● Provided passage:
>> BEGIN
Case ID: pa_134/html/0545-01.html
Source: Caselaw Access Project
Author: {"author": "Pee Curiam:", "license": "Public Domain", "url": "https://static.case.law/"}
Date Created: 2024-08-24T03:29:51.129683

JOHN LLOYD v. ALTOONA CITY.
    APPEAL BY DEFENDANT FROM'THE COURT OF COMMON PLEAS OF BLAIR COUNTY.
    Argued April 22, 1890
    Decided May 5, 1890.
    1. When a municipal corporation shall issue new bonds with which to pay or redeem an existing bonded indebtedness, under the act of April 14, 1881, P. L. 10, the holders of the old bonds, first having the right to exchange for the new ones, may not be required to receive the latter at a premium they may command in the market.
    2. It seems, that where, in an action brought before the passage of the Procedure Act of May 25, 1887, P. L. 271, a declaration in the common counts is filed after the date of said act, but the defendant goes to trial without demanding particulars, recovery will not be defeated by the failure to file the statement of claim required by said act.
    Before Paxson, C. J., Sterrett, Green, Clark, Williams and Mitchell, JJ.
    No. 41 January Term 1890, Sup. Ct.; court below, No. 157 October Term 1886, C. P.
    On October 4, 1886, an appeal was filed by the defendant from the judgment of the city recorder in favor of John Lloyd against the city of Altoona, for $323.75. On October 15,1887, a common-law narr was filed by the plaintiff declaring for the amount of said judgment in the common counts. The defendant pleaded non-assumpsit.
>> END
(Coordinate annotation entries)
>> BEGIN
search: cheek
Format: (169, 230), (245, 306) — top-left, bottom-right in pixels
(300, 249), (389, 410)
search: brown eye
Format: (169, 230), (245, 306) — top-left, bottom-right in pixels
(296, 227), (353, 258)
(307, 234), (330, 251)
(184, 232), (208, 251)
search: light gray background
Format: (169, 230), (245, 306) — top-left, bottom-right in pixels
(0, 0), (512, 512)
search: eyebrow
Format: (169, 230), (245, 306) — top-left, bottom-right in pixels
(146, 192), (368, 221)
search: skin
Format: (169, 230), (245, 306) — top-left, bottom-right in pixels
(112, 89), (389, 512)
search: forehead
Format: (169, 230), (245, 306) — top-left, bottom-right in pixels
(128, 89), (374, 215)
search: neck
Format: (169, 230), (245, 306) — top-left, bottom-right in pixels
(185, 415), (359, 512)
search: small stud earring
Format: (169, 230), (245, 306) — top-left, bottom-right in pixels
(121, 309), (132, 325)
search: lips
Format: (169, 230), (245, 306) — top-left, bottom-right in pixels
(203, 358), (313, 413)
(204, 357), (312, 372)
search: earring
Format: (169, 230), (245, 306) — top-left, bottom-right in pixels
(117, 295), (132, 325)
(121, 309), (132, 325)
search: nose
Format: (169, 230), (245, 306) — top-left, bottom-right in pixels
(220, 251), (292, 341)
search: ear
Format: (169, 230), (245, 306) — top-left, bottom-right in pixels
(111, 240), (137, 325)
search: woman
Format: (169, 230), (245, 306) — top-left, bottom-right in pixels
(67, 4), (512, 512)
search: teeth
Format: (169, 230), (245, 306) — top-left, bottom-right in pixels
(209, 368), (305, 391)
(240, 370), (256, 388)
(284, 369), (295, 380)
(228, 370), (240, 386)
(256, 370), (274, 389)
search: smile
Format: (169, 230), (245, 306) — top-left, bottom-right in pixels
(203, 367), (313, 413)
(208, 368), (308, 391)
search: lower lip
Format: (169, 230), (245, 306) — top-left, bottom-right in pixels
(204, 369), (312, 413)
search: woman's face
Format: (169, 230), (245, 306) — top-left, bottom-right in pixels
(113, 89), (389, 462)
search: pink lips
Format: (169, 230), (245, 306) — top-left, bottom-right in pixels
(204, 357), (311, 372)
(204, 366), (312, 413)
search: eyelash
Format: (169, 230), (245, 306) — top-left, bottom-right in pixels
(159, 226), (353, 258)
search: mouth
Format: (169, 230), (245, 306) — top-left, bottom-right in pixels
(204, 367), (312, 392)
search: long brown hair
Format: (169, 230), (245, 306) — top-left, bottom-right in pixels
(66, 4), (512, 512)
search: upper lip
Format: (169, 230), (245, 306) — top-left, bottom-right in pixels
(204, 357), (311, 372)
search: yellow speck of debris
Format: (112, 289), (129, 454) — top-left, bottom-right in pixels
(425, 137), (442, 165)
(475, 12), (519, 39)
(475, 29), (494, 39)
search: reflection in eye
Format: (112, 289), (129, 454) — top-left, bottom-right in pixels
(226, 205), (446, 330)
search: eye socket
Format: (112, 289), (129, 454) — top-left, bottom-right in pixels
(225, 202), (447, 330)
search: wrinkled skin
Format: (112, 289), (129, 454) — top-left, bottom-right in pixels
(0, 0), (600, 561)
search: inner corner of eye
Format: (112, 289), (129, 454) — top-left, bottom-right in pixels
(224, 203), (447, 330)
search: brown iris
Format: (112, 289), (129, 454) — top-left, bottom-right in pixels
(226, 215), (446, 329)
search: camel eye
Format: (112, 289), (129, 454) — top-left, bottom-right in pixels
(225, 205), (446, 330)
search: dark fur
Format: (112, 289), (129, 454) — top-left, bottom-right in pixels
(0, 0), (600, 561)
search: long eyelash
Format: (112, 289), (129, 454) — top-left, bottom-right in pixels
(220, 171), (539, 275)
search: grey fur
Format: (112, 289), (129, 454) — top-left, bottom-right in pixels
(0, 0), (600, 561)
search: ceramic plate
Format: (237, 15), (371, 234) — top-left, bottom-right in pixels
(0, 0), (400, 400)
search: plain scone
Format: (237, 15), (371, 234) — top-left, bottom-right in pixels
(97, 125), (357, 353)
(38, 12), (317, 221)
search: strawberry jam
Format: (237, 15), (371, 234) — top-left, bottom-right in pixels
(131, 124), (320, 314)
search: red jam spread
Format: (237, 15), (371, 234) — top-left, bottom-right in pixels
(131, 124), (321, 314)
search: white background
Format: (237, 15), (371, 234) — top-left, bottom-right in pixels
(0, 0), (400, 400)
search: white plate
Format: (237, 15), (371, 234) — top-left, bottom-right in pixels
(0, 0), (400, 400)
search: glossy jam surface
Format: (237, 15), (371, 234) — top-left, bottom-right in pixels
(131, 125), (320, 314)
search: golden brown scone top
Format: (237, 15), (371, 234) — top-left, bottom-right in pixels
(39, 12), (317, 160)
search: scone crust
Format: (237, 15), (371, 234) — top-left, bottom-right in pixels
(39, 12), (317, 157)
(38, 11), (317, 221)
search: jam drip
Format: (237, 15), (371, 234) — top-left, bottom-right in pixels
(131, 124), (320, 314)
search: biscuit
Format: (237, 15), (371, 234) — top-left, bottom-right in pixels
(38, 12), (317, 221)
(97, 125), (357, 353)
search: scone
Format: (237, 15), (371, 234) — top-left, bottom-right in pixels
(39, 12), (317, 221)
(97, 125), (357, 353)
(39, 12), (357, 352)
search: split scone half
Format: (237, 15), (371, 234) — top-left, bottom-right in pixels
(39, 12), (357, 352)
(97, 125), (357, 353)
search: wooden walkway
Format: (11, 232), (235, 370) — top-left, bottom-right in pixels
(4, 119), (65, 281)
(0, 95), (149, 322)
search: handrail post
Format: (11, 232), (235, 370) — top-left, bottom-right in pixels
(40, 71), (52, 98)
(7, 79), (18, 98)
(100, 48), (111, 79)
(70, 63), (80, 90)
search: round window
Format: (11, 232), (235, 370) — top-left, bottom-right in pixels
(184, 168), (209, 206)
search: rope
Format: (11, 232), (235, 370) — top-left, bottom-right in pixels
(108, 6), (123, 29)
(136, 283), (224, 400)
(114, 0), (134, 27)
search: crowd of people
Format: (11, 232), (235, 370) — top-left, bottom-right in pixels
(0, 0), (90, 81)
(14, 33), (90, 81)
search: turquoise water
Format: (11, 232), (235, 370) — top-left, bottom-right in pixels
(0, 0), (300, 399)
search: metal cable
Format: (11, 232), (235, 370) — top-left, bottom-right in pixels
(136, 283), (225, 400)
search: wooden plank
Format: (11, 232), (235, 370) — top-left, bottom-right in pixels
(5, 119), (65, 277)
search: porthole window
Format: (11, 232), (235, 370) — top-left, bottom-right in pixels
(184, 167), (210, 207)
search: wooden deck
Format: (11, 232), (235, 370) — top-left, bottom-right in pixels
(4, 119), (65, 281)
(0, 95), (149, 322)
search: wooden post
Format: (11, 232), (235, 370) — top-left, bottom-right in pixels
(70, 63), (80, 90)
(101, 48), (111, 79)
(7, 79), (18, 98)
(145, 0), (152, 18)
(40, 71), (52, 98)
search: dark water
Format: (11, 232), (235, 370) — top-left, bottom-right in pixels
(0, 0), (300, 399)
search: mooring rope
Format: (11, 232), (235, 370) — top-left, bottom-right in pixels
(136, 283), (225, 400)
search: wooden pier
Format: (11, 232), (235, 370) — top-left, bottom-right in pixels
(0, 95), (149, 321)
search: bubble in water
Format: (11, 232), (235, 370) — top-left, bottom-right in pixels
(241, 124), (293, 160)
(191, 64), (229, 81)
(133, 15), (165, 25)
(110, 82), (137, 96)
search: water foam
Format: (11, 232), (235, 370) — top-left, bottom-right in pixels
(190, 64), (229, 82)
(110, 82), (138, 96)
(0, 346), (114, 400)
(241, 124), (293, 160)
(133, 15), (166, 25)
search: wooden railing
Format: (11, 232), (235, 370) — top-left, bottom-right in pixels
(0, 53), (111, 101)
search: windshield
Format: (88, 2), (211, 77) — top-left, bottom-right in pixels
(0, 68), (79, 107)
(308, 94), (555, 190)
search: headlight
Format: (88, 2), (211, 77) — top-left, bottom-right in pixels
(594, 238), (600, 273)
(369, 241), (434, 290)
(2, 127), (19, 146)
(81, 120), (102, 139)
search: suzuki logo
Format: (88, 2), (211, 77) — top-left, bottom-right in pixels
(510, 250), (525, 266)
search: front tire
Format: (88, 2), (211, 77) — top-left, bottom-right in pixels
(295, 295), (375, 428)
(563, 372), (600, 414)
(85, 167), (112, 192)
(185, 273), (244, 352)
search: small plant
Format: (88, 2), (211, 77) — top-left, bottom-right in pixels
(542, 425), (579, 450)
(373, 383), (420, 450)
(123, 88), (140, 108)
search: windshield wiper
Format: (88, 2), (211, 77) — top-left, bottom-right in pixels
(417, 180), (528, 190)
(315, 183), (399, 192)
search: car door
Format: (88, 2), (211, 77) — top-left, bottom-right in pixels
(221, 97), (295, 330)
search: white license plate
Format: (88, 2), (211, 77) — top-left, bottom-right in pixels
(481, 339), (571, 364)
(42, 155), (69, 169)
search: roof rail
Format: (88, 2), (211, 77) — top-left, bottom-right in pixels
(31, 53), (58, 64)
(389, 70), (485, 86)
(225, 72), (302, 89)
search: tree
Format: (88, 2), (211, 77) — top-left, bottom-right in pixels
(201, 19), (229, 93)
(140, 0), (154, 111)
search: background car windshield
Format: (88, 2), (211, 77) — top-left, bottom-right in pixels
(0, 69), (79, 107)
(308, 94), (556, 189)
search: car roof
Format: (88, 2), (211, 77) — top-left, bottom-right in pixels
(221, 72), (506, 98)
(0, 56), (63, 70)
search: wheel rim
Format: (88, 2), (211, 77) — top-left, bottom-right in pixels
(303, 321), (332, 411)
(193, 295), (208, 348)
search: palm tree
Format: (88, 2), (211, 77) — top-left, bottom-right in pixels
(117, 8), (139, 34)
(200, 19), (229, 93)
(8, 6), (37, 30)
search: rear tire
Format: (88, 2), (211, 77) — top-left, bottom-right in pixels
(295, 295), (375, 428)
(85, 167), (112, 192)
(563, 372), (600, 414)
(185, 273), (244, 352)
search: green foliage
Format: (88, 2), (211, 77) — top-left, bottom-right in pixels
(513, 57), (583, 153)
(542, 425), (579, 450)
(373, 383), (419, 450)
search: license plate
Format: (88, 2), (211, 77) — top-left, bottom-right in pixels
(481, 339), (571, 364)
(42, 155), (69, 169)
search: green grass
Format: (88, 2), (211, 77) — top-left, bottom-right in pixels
>> END
● Problems:
**a)** Reproduce the Altoona City case text verbatim, starting at the words "APPEAL BY DEFENDANT" and stopping after "and Mitchell, JJ.".
**b)** Select every line of the entries that contains the string "brown".

● Responses for each task:
**a)**
APPEAL BY DEFENDANT FROM'THE COURT OF COMMON PLEAS OF BLAIR COUNTY.
    Argued April 22, 1890
    Decided May 5, 1890.
    1. When a municipal corporation shall issue new bonds with which to pay or redeem an existing bonded indebtedness, under the act of April 14, 1881, P. L. 10, the holders of the old bonds, first having the right to exchange for the new ones, may not be required to receive the latter at a premium they may command in the market.
    2. It seems, that where, in an action brought before the passage of the Procedure Act of May 25, 1887, P. L. 271, a declaration in the common counts is filed after the date of said act, but the defendant goes to trial without demanding particulars, recovery will not be defeated by the failure to file the statement of claim required by said act.
    Before Paxson, C. J., Sterrett, Green, Clark, Williams and Mitchell, JJ.

**b)**
search: brown eye
search: long brown hair
search: brown iris
search: golden brown scone top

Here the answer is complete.